*THE EXERCISE*
Find the line that contains "Phrase -- large green pea pod" and print it and every line after it, exactly, please.

*STORED RECORDS*
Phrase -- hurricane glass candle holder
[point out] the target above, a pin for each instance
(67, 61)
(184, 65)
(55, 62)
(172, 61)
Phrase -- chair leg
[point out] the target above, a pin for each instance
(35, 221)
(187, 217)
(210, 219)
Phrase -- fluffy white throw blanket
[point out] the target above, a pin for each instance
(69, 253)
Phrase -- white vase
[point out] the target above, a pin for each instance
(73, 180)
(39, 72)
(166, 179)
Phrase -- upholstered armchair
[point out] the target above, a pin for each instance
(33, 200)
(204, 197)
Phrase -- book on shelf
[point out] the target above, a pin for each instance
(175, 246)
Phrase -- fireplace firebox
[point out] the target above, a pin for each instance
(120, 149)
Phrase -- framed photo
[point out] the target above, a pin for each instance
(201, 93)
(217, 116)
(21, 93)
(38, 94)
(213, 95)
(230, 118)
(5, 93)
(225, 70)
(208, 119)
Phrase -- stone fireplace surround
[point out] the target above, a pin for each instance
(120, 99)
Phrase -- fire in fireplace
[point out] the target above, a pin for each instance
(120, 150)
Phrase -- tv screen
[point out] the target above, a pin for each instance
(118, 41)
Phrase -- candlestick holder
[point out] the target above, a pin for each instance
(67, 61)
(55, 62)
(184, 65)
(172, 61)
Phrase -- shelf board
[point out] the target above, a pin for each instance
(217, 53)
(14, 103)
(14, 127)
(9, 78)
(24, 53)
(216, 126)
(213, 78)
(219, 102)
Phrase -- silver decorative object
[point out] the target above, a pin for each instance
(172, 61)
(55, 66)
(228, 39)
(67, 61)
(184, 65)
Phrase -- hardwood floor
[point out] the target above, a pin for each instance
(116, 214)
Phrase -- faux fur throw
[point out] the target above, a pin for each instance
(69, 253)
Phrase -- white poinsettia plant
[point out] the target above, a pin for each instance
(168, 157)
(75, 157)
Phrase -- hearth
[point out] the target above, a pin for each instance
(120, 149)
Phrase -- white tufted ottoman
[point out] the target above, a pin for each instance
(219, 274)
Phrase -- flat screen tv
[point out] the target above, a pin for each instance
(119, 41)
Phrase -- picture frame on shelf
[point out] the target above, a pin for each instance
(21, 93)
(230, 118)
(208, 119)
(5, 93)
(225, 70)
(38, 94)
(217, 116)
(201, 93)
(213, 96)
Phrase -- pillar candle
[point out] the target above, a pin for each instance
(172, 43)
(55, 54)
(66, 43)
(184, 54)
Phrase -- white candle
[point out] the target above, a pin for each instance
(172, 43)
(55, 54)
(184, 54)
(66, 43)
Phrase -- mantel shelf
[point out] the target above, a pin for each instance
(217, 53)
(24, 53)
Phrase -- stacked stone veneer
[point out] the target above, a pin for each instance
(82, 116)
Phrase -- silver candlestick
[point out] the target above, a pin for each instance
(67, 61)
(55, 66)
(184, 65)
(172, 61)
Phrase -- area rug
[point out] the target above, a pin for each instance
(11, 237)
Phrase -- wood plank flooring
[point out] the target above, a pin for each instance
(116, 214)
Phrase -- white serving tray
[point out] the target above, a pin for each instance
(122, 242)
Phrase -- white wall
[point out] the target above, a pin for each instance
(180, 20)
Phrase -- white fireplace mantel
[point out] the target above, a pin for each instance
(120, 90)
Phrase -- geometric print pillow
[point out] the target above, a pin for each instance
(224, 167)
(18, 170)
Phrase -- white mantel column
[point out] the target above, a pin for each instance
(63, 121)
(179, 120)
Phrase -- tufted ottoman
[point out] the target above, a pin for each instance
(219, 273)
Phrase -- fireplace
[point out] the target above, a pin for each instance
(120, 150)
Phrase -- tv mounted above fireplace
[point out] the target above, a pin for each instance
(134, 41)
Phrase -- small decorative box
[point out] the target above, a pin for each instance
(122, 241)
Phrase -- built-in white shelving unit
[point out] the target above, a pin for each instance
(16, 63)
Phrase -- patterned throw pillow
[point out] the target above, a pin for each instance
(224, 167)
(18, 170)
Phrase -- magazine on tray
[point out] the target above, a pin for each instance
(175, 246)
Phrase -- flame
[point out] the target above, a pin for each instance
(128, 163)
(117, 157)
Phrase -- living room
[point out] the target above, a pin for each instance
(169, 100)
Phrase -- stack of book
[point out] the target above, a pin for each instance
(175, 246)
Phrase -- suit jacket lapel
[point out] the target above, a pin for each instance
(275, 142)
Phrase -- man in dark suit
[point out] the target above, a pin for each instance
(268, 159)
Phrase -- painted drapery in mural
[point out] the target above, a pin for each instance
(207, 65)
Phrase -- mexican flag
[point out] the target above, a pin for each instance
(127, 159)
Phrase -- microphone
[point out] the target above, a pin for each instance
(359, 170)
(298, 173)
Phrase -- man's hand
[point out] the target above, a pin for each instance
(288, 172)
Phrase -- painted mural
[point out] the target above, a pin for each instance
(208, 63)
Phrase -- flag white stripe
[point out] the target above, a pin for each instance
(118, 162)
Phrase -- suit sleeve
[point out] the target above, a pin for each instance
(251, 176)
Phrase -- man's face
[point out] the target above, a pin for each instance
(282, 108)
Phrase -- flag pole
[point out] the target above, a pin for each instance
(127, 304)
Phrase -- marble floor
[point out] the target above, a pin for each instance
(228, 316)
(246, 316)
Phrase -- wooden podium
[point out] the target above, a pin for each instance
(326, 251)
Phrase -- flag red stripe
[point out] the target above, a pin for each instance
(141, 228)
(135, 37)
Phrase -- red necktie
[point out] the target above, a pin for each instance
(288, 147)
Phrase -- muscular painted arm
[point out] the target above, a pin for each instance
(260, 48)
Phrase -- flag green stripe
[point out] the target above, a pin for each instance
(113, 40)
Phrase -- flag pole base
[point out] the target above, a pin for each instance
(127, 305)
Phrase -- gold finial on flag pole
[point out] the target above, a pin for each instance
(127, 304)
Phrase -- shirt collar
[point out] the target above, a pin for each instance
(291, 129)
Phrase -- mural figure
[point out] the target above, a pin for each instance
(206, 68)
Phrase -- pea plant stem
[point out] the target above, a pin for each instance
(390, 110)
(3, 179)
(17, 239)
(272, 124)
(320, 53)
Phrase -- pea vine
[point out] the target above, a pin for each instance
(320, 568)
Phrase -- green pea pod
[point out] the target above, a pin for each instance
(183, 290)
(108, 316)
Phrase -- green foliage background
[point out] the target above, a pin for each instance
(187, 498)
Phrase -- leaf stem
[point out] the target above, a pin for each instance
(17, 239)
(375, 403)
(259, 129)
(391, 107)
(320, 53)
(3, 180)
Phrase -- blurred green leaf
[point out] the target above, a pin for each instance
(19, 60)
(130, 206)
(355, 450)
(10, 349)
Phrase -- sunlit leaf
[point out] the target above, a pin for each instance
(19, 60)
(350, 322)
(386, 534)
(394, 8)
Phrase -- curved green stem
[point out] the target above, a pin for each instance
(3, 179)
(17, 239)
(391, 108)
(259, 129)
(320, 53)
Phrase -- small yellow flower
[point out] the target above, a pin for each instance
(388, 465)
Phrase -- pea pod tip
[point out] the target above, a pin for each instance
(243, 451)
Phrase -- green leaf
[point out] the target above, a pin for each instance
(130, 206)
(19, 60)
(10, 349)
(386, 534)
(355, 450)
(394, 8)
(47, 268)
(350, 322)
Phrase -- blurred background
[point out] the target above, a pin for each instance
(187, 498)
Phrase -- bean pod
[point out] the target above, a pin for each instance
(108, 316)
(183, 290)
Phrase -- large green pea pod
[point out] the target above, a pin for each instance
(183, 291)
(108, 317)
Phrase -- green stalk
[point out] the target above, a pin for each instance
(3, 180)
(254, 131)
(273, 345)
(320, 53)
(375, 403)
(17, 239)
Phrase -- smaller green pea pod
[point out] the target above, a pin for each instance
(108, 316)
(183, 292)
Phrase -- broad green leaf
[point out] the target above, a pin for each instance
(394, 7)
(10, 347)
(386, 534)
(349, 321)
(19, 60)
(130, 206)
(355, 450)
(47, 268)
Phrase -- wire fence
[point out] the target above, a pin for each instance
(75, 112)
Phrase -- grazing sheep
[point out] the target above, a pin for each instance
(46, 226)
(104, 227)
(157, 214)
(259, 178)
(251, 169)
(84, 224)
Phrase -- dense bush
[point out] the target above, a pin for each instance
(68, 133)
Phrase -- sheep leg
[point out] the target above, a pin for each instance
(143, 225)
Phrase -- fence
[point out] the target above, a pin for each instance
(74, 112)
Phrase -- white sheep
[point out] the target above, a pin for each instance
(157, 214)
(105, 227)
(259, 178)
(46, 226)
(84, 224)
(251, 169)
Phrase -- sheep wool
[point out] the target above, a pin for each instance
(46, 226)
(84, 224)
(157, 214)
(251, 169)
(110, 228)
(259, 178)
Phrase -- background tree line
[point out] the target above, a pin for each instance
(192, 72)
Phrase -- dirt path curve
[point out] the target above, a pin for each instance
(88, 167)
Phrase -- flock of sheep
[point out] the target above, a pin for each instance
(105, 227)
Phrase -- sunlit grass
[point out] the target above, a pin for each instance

*FINISHED TASK*
Phrase -- large green pea pod
[point out] the target above, a pin for each instance
(183, 291)
(108, 317)
Phrase -- green stalk
[point out] the target above, a pin for each instance
(3, 180)
(254, 131)
(273, 345)
(320, 53)
(375, 403)
(17, 239)
Phrase -- smaller green pea pod
[point out] the target above, a pin for each instance
(108, 316)
(183, 292)
Phrase -- broad green leaf
[point out] the target above, a pin for each instance
(394, 7)
(10, 347)
(386, 534)
(349, 321)
(19, 60)
(130, 206)
(355, 450)
(47, 268)
Phrase -- wire fence
[point out] the target above, a pin for each instance
(75, 112)
Phrase -- grazing sheep
[point out] the target above, a pin for each instance
(46, 226)
(104, 227)
(157, 214)
(259, 178)
(251, 169)
(84, 224)
Phrase -- dense bush
[point out] the target above, a pin for each instance
(68, 133)
Phrase -- sheep leg
[point out] the target above, a pin for each instance
(143, 225)
Phrase -- fence
[point out] the target above, a pin for each instance
(74, 112)
Phrase -- white sheep
[point out] the target above, a pin for each instance
(157, 214)
(105, 227)
(259, 178)
(46, 226)
(84, 224)
(251, 169)
Phrase -- sheep wool
[point out] the target above, a pin for each instance
(46, 226)
(84, 224)
(157, 214)
(251, 169)
(110, 228)
(259, 178)
Phrase -- background tree line
[point out] the target above, a pin for each instance
(192, 72)
Phrase -- dirt path curve
[point out] the target above, a pin for each instance
(88, 167)
Phrase -- flock of sheep
[point out] the target above, a pin for each instance
(105, 227)
Phrase -- sunlit grass
[point out] the target above, a pin for each instance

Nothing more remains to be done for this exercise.